## START TEXT
One piece is that a data frame of the same dimensions as went in comes out.
 The second piece is that the vector is recycled.

So in your first example:

data.frame(1) * 1:4

you only end up with the first element:

data.frame(1) * 1

If you try:

data.frame(1) * 4:1

you get a data frame with a value of 4.

Now for:

data.frame(1:2, 3:4) * 5:7

recycling kicks in again, and you get:

1 * 5, 2 * 6, 3 * 7, and 4 * 5

When working with vectors, you get recycling and it expands to the greater
length vector:

1:3 * 1:6

has length 6.  But data frames are sort of a 'higher' class and the
dimensions of the data frame trump the vector.
## END TEXT
◆ GOAL 1
Answer these questions on the data frame text:
(a) What value is in the data frame you get from data.frame(1) * 4:1?
(b) In data.frame(1:2, 3:4) * 5:7, which number is 4 multiplied by?
(c) What length does 1:3 * 1:6 have?
## START SUPPLIED DATA
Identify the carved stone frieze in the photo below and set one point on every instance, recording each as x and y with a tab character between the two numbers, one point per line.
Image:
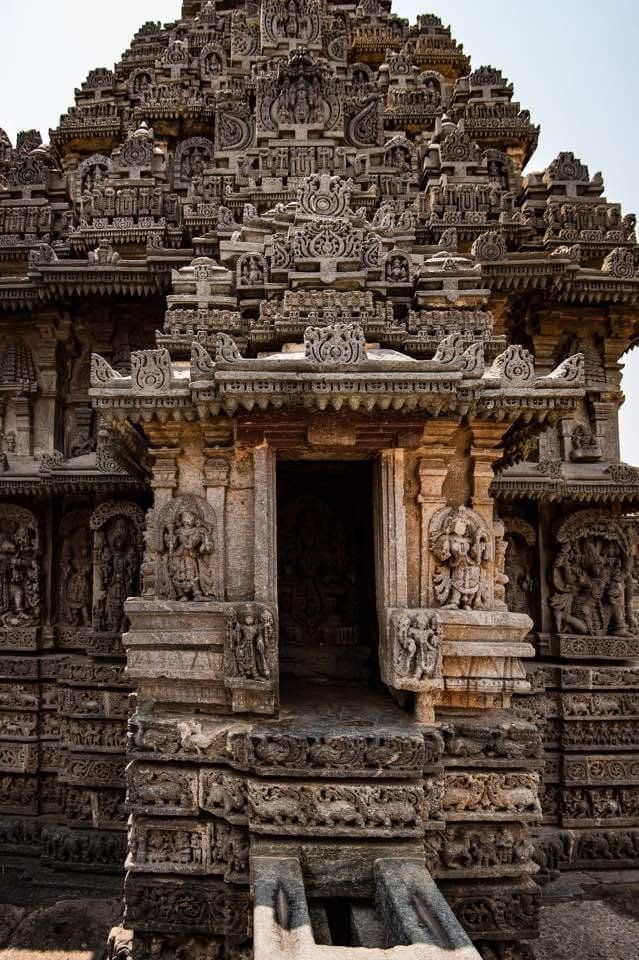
335	810
185	546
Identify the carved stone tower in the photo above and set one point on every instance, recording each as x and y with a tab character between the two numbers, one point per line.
308	410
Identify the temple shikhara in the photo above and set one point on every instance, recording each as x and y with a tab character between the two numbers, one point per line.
319	615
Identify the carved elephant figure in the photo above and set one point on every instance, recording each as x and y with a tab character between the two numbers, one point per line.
280	809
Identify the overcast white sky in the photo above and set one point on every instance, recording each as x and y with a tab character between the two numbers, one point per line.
573	65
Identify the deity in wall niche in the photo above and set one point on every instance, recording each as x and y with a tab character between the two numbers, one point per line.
186	550
77	572
250	634
460	545
117	564
593	579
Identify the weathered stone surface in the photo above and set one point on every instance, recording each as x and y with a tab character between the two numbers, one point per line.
308	442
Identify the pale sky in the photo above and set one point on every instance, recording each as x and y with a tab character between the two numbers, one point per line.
572	64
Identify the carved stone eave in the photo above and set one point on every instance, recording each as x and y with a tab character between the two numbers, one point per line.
554	481
569	282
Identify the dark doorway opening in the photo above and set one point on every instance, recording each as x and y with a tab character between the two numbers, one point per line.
326	572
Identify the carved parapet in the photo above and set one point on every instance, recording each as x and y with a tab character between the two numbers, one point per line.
491	796
20	575
479	661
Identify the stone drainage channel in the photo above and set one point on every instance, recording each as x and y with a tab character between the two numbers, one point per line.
411	919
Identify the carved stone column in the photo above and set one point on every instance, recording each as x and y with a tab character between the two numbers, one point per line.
265	525
433	471
22	407
216	480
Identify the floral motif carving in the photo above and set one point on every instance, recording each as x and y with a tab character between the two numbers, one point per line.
117	555
19	567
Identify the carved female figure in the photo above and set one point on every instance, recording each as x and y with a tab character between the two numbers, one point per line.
188	544
460	547
78	594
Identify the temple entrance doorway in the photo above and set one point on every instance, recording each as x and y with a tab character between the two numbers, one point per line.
326	573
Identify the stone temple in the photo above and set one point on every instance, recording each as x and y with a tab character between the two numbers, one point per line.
318	567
## END SUPPLIED DATA
◆ GOAL 2
Copy the records word for word, the stretch from the line that contains "Identify the temple entrance" through the end of the records.

◆ RIGHT ANSWER 1
(a) 4
(b) 5
(c) 6

◆ RIGHT ANSWER 2
Identify the temple entrance doorway in the photo above and set one point on every instance, recording each as x and y with a tab character between the two numbers, one point per line.
326	573
Identify the stone temple in the photo above and set one point on every instance, recording each as x and y with a tab character between the two numbers, one point per line.
318	567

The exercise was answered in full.